- [Exercise prompt]: Skip every line before the one containing "Query: reflection of mountain", then copy that line and the rest of the entries below exactly, through the last line.

━━ Information provided

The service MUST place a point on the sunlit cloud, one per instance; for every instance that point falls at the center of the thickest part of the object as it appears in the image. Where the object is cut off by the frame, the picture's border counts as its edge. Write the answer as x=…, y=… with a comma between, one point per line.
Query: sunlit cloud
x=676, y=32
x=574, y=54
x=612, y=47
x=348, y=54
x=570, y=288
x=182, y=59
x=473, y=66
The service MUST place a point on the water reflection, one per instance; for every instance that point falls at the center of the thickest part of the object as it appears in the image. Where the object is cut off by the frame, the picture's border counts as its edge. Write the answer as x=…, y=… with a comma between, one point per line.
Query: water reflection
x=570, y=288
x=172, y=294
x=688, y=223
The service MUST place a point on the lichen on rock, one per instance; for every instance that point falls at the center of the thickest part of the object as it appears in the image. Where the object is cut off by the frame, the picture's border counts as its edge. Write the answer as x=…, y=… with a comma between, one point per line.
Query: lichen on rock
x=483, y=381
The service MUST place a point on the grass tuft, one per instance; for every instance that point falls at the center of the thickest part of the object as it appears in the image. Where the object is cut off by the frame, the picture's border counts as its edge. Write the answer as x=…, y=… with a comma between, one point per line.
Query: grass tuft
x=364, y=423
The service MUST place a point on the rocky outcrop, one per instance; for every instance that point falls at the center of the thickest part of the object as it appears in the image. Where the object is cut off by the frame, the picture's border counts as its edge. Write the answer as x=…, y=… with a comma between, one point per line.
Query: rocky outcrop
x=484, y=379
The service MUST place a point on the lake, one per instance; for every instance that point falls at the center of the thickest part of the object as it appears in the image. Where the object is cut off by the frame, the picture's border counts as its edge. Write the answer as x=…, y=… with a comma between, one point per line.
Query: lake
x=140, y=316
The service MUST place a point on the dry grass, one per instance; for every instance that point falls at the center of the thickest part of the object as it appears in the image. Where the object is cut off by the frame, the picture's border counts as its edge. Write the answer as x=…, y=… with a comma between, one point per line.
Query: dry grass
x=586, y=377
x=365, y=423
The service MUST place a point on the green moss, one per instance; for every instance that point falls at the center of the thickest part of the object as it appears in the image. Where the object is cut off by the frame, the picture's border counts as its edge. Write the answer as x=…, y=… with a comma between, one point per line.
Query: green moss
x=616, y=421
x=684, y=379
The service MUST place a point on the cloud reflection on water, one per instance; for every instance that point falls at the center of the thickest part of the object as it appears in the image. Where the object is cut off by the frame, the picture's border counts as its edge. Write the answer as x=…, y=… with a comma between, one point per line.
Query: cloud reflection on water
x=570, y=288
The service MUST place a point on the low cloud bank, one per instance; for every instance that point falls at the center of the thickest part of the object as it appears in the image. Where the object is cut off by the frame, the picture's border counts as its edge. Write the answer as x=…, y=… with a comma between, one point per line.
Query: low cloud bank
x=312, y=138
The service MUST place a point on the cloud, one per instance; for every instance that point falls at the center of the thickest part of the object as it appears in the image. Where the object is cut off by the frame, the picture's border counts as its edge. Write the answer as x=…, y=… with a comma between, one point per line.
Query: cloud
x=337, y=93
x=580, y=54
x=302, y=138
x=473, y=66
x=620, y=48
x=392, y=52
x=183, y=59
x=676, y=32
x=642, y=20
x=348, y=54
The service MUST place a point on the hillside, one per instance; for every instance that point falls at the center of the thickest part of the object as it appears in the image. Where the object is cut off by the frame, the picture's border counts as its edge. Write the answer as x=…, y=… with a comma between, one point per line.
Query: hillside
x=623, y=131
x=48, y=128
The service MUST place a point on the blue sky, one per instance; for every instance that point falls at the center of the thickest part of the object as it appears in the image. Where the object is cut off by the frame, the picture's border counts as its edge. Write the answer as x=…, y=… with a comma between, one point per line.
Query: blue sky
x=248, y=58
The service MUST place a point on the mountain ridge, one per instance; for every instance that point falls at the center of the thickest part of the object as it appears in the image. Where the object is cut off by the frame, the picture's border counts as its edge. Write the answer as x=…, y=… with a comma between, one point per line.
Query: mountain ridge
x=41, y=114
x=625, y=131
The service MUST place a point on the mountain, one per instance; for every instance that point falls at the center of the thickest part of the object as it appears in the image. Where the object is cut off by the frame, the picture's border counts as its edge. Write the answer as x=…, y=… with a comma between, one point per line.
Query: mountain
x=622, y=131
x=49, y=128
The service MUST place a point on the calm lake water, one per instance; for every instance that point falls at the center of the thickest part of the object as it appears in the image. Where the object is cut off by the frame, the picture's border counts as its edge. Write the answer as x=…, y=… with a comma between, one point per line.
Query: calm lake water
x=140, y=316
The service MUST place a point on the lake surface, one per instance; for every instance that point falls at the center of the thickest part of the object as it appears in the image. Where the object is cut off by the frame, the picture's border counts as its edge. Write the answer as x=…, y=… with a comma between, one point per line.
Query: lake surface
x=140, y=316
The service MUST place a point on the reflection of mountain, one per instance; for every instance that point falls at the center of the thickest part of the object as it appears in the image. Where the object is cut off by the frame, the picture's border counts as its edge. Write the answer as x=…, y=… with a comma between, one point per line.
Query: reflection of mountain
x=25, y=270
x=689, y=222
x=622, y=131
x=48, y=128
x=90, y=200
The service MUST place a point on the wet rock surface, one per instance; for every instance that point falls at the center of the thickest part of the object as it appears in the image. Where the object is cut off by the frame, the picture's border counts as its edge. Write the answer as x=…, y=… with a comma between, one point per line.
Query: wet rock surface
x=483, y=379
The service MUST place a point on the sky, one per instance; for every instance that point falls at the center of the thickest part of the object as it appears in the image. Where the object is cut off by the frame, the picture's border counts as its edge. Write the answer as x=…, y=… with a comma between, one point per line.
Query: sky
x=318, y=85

━━━━

- [Task result]:
Query: reflection of mountain
x=25, y=270
x=689, y=222
x=622, y=131
x=48, y=128
x=90, y=200
The service MUST place a point on the wet rock surface, one per instance; for every instance that point falls at the center of the thickest part of the object as it appears in the image. Where the object is cut off by the frame, the picture's border counts as its edge. Write the answer as x=…, y=… with a comma between, one point per line.
Query: wet rock surface
x=483, y=379
The service MUST place a point on the sky, one per instance; for every instance that point falls at the center of the thickest part of the object as it appears in the image. Where the object is cut off by the frame, the picture's border counts as its edge. Write the answer as x=…, y=… with a comma between, one point per line.
Query: sky
x=318, y=85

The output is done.